▸ **Kaynak metin**
_ _ _ _ _ _ _

Prof. Dr. Yusuf HALAÇOĞLU: Türk Devletinin kendisini savunması için öncelikle devleti yönetenlerin “Her şeyi biz biliyoruz” demekten vazgeçmesi lazım. Bir danışmanlar kurulu oluşturulmalıdır ama bu da Etyen Mahçupyan gibi isimlerden kurulmamalıdır. Devlete zaten karşı çıkan, soykırım olduğunu savunan Halil Berktay gibi isimlerle, “ahiren” kelimesini “önceden” diye telaffuz edenlerden oluşturmasınlar. Bu işi bilen, doğru düzgün isimlerden kurulmalıdır. Bu kurula danışılmalıdır. Bir strateji belirlenmelidir. Ama maalesef Türkiye’nin bir strateji belirlemek gibi bir hedefi de yok.
2015 geldi. Biz parlamento heyeti olarak İsveç’e gidecektik, 4 bakan hakkındaki yolsuzluk oylaması nedeniyle gidemedik. Şimdi İtalya’ya gideceğiz. Ama sadece parlamento heyetlerinin bunları yapmasıyla bu iş çözülmez. Bu olay tabi ki artık ilmî boyuttan çıkmış, siyasî boyuta girmiştir. BM’de siyasî olarak çok etkili olacak şekilde bütün ülkelere çağrıda bulunulmalıdır. “Buyurun, biz tarihimizle yüzleşeceğiz. Ermeniler de Fransızlar da Amerikalılar, İngilizler ve Ruslar da yüzleşsin. Hodri meydan!” desinler. Bakalım bu durumda tarihçiler komisyonuna Fransa, İngiltere, ABD ya da Rusya eleman verecek mi?

Arşivlerde Türklerin çekineceği hiçbir şey yoktur
TÜRKSOLU: 1915 ve öncesine dair arşivler ortaya konulduğunda Türkiye’nin çekineceği şeyler mi ortaya çıkar, yoksa Batılıların ve Ermenilerin çekineceği şeyler mi?

Prof. Dr. Yusuf HALAÇOĞLU: Türklerin çekineceği hiçbir şey yoktur. Sason İsyanı 1895’te çıkmıştır. Bunun için Avrupa’dan gelen heyet Sason’da Ermenilerin suçsuz olmadığını belirtmiştir. Aynı şey Adana ve diğer isyanlar için de geçerli. Hatta Ermeniler kendilerini desteklemeyen Ermenilere de zulmetmişler, onları da öldürmüşlerdir. Bunların hepsi tespit edilmiştir.
TÜRKSOLU: PKK’nın kendisinden olmayan Kürtlere yaptığı gibi mi?

_ _ _ _ _ _ _

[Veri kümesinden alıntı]
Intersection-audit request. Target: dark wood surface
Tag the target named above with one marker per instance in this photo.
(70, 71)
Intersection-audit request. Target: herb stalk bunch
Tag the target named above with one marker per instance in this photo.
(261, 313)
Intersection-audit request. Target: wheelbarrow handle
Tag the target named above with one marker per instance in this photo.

_ _ _ _ _ _ _

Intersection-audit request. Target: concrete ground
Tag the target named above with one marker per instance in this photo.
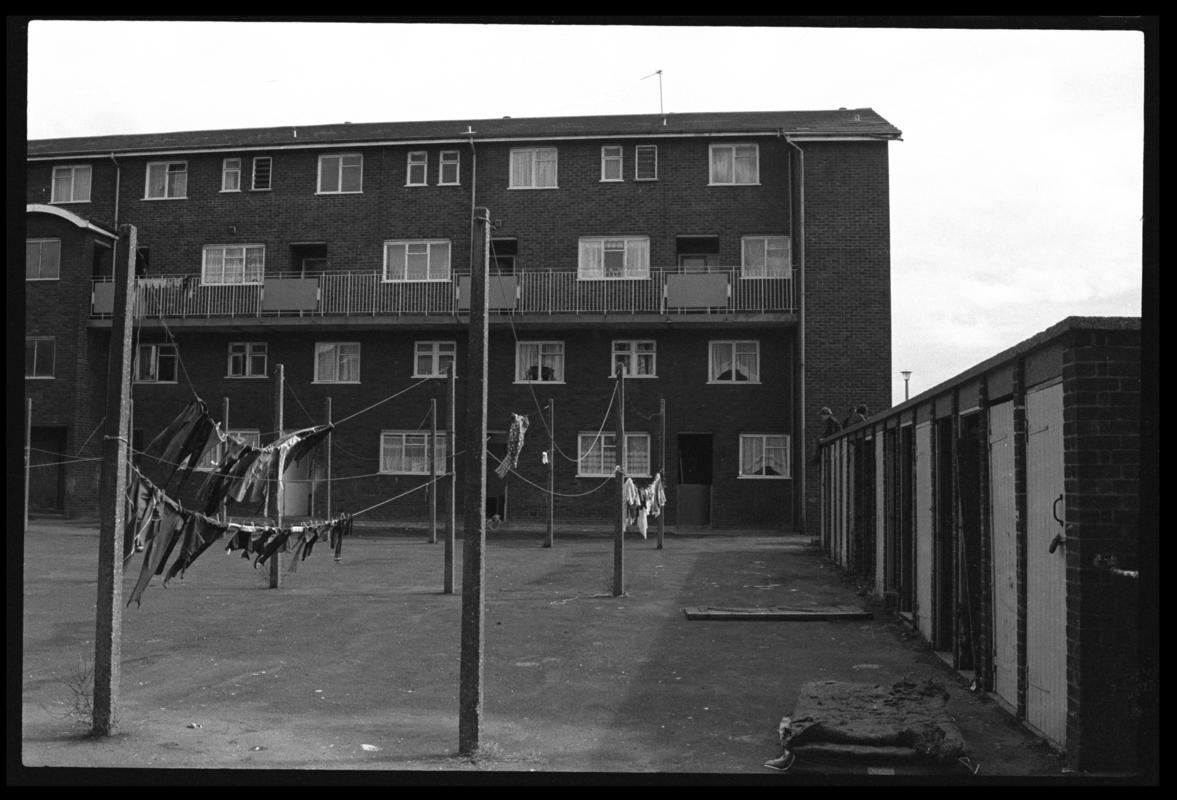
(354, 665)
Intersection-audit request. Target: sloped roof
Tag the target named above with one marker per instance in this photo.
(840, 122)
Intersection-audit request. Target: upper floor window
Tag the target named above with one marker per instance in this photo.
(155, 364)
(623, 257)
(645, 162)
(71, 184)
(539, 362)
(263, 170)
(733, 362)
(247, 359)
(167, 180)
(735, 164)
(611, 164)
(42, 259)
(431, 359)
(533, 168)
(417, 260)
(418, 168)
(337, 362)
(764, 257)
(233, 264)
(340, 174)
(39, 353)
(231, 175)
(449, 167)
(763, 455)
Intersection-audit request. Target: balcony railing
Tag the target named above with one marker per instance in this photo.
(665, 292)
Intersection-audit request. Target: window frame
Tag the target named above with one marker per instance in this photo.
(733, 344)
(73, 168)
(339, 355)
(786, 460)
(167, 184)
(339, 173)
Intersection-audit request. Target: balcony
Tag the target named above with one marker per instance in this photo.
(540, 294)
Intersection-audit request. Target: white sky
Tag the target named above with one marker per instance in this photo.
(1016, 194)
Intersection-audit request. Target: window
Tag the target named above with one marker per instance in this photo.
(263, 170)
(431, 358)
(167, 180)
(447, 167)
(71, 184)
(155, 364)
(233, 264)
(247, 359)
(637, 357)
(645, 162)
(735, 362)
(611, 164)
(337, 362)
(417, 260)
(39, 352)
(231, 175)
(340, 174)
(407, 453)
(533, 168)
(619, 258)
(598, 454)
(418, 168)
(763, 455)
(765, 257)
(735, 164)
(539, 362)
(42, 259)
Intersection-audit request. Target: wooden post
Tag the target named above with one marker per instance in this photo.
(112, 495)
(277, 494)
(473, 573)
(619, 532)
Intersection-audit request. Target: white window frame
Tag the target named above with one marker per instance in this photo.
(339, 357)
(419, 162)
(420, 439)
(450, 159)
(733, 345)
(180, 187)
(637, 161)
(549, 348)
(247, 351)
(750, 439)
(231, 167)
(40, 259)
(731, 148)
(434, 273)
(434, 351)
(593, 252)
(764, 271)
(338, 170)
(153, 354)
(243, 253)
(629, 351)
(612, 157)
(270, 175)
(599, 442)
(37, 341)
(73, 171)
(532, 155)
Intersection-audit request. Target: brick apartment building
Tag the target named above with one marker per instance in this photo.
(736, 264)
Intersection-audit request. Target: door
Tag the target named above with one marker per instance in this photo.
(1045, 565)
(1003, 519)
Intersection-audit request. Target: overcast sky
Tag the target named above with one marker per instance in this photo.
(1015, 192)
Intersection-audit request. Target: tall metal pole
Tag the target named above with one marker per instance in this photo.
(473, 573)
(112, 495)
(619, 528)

_ _ _ _ _ _ _

▸ **Kısa görev 1**
Kayıtlarda "window" sözcüğünü içeren bütün satırları topla. Büyük ve küçük harf ayrımı dikkate alınmalı.
▸ **Kısa görev 2**
1915 olayları ve arşivler üzerine yapılan söyleşiyi kaldığı yerden sürdür.

▸ **Yazılı yanıt 1**
Intersection-audit request. Target: upper floor window
Intersection-audit request. Target: window frame
Intersection-audit request. Target: window
Intersection-audit request. Target: white window frame

▸ **Yazılı yanıt 2**
Prof. Dr. Yusuf HALAÇOĞLU: Tabi ki. Zaten terörün temeli budur. Birilerini yıldırmak, kendine çekmek, korkutmak… Ermeniler de öyle başlamıştır.
Osmanlı Devleti’nin ya da Türklerin çekineceği hiçbir şey yoktur çünkü mahkemeye çıkarılan ya da tutuklanan Ermenilerle ilgili tutanaklarda kesinlikle o bölgenin keşişinin, rahibinin de imzası vardır. Evlere yapılan baskınlarda ele geçirilen suç delilleriyle ilgili tutanaklarda da bölgenin din adamlarının imzaları, mühürleri var. Mahkeme safahatı çok ciddi geçmiştir. Mahkeme edilen kişi “Bugün konuşacak halde değilim” diyerek erteleme istediğinde ertelenmiştir. Böyle adil bir yargılama yapılmıştır. Üstüne üstlük Batılılar araya girerek yargılanıp mahkûm olan şahısları serbest bıraktırmıştır.
TÜRKSOLU: Tabi bunlar kayıtlarda var…

Prof. Dr. Yusuf HALAÇOĞLU: Bunlar herkesin gözünün önünde olmuştur. Ermenilere devlet tarafından yapılmış bir zulüm vs. asla yoktur. Bir takım kesimlerle kendi aralarındaki çatışmalardan kaynaklanan hadiseler olmuştur. Özellikle Doğu ve Güneydoğu’da Osmanlı askerî kıyafeti giymiş Ermenilerin Kürt köylerine saldırdığının kayıtları arşivlerde vardır. Bu Kürtlere devlet tarafından bir baskı yapılıyormuş izlenimi doğurmak ve Kürtlerle Ermenileri birleştirmek adına yapılmıştır. Fakat bunu yapanlar yakalanıp daha sonra Ermeni oldukları da ortaya çıkınca bu sefer de Kürtlerin onlara saldırdığı görülmüştür.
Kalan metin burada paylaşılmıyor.